> [AIM]:
Pick out every line in the items below that contains the word "stone", and copy each of those lines in full.
-- start RECORDED DATA --
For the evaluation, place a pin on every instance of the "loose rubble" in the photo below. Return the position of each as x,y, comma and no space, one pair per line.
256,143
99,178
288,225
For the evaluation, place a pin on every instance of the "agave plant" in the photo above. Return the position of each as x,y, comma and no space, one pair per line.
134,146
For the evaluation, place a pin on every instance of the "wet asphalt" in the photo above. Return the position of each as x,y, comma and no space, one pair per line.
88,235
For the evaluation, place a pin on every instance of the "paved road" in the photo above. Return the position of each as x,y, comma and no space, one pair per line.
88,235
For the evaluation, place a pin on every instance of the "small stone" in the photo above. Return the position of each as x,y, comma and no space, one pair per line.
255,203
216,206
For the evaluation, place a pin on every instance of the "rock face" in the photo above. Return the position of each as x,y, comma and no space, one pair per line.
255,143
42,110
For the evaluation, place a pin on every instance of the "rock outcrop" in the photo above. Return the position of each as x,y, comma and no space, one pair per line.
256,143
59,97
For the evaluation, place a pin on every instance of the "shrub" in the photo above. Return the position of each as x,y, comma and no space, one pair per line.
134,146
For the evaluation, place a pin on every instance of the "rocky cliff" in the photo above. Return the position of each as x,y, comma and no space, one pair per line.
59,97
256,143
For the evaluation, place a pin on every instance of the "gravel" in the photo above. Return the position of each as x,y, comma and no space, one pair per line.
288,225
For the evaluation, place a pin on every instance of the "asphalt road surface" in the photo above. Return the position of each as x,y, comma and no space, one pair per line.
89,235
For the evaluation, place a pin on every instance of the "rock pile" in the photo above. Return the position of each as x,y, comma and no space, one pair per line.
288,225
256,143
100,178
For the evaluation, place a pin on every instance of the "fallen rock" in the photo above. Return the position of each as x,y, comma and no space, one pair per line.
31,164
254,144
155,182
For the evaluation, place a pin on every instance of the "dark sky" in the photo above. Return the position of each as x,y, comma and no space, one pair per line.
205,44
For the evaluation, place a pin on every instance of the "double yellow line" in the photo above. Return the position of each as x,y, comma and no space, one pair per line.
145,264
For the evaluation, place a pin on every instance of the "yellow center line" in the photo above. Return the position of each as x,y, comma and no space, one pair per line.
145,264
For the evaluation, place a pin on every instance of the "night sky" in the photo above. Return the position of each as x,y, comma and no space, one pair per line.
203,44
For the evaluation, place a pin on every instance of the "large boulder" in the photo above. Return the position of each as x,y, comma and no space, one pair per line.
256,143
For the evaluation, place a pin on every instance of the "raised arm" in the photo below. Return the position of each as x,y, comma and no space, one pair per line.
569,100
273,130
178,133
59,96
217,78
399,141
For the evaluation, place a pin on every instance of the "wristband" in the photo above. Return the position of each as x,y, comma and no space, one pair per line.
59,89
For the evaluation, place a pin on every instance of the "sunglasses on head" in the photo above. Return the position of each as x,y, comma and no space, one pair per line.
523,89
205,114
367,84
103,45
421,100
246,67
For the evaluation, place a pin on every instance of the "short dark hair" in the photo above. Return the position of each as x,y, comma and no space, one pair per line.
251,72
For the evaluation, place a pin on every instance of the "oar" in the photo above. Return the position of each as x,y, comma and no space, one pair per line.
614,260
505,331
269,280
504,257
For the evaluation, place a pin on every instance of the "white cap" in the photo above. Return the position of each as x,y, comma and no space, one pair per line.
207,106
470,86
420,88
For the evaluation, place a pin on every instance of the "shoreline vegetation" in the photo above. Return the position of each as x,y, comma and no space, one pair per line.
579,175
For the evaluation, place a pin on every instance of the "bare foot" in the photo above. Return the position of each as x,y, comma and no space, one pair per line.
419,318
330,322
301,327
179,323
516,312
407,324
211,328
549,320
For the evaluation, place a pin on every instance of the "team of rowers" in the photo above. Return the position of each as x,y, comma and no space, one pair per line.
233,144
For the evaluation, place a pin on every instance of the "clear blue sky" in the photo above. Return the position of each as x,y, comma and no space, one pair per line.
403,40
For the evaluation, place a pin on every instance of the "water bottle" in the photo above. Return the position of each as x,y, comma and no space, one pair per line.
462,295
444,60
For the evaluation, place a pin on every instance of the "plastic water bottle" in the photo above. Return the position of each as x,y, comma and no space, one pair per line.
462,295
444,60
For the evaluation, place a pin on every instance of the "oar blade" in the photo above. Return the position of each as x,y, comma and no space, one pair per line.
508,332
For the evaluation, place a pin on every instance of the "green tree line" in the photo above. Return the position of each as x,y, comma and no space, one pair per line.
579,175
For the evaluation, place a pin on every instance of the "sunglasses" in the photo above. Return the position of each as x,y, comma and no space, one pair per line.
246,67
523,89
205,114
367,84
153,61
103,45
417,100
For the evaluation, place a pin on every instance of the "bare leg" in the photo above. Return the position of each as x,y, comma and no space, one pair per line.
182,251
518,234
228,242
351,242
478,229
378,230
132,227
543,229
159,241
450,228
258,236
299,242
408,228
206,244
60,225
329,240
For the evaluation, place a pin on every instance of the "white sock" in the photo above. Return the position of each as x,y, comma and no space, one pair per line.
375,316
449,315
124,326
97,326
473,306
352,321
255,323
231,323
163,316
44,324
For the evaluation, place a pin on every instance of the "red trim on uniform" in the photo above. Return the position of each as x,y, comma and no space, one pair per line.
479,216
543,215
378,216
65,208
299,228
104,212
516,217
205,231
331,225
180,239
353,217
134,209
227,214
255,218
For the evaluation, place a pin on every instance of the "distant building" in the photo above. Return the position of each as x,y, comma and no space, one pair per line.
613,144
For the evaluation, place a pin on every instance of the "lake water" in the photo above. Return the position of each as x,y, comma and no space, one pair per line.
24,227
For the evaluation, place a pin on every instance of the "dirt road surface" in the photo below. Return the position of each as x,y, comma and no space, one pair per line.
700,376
-- end RECORDED DATA --
-- start RECORDED DATA --
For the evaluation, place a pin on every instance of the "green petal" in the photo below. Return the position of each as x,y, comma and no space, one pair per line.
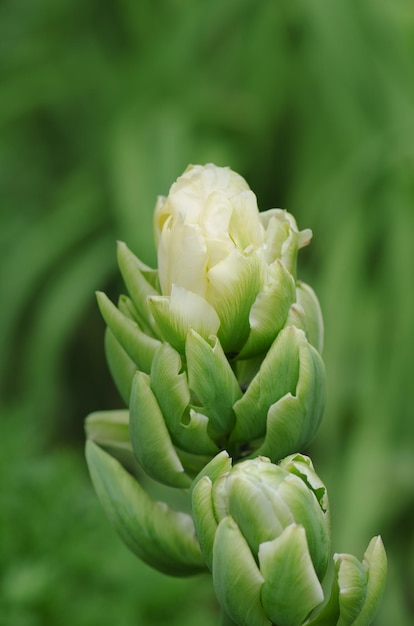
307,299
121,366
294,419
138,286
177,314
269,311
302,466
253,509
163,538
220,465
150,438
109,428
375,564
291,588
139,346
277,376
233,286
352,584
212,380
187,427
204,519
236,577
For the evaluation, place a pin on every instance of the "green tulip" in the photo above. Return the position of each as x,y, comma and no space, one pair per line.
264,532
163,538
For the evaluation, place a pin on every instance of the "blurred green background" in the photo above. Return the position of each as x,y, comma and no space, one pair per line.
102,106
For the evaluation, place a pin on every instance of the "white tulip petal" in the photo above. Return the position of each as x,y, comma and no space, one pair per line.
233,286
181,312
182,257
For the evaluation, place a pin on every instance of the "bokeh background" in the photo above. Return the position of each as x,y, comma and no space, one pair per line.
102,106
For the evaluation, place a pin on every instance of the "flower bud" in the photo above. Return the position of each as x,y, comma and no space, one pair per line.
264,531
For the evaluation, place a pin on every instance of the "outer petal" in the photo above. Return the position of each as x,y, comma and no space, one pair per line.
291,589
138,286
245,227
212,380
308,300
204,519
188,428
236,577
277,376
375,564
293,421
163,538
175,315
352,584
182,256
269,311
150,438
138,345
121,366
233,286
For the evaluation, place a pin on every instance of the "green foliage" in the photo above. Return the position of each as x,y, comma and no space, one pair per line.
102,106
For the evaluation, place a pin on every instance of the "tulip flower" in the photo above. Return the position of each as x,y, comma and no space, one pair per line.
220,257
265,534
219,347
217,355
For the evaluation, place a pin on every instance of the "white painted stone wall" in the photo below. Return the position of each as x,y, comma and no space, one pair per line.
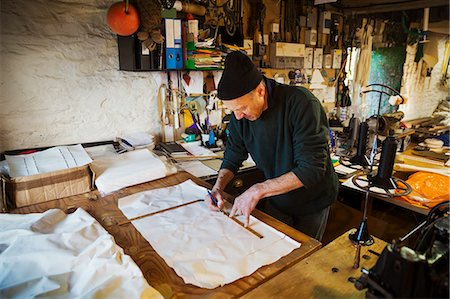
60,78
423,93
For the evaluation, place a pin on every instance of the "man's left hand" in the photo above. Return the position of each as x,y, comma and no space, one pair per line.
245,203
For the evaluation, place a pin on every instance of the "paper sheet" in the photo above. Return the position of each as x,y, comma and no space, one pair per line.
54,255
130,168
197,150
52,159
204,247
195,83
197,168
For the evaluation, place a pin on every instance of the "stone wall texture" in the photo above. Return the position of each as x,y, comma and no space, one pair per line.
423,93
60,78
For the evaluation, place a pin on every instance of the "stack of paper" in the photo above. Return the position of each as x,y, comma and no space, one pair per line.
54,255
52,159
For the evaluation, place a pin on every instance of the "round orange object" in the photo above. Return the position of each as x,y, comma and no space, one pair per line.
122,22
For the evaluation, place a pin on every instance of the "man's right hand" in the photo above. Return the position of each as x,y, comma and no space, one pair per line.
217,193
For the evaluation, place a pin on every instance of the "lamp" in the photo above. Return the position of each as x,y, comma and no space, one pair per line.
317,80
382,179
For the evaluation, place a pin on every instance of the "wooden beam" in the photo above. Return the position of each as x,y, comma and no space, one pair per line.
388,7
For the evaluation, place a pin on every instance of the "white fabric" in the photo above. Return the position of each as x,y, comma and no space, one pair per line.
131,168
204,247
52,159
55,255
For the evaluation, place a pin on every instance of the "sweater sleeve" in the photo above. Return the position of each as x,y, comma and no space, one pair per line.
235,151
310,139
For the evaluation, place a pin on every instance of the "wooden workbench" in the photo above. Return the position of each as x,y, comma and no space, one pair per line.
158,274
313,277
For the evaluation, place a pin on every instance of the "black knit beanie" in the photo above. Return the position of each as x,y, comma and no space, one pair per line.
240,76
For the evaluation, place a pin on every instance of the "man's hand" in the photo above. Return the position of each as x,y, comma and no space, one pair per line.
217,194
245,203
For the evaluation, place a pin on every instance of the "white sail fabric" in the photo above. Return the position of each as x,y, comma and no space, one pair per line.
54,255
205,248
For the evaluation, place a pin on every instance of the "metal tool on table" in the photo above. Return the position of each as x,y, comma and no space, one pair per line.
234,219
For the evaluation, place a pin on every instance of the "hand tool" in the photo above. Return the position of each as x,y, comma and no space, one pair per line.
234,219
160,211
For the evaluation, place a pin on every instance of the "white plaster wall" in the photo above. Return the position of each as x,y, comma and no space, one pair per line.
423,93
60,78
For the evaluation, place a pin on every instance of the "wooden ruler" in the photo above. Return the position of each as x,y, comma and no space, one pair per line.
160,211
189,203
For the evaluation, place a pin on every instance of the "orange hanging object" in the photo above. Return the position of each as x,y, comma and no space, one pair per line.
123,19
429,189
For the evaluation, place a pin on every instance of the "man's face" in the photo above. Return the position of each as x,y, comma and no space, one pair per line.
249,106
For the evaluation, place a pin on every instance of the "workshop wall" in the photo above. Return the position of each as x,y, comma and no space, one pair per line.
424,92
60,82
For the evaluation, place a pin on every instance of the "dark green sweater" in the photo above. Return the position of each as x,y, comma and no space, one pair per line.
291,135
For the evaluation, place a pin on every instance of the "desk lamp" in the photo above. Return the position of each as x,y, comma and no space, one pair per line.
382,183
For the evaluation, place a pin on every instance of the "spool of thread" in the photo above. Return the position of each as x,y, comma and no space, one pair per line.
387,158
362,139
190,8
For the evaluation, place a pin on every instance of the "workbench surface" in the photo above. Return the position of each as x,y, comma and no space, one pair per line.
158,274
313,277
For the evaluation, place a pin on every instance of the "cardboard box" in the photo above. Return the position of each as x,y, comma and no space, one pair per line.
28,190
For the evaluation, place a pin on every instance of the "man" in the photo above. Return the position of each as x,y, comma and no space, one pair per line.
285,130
-- end RECORDED DATA --
> [COMPLETE ANSWER]:
For the evaluation, place a pin on every instance of the "small stone" in the photo above. Return the position of each as x,y, comma and no space, one pair per line.
For the evaluation, place a pin on every instance of the "white painted stone wall" in the photo below. Return the position of each as x,y, comma and no space, one pair per line.
For the evaluation, place a pin on every instance of the "stone wall texture" in the photo above. Return the position of each as x,y, comma and no space, one pair per line.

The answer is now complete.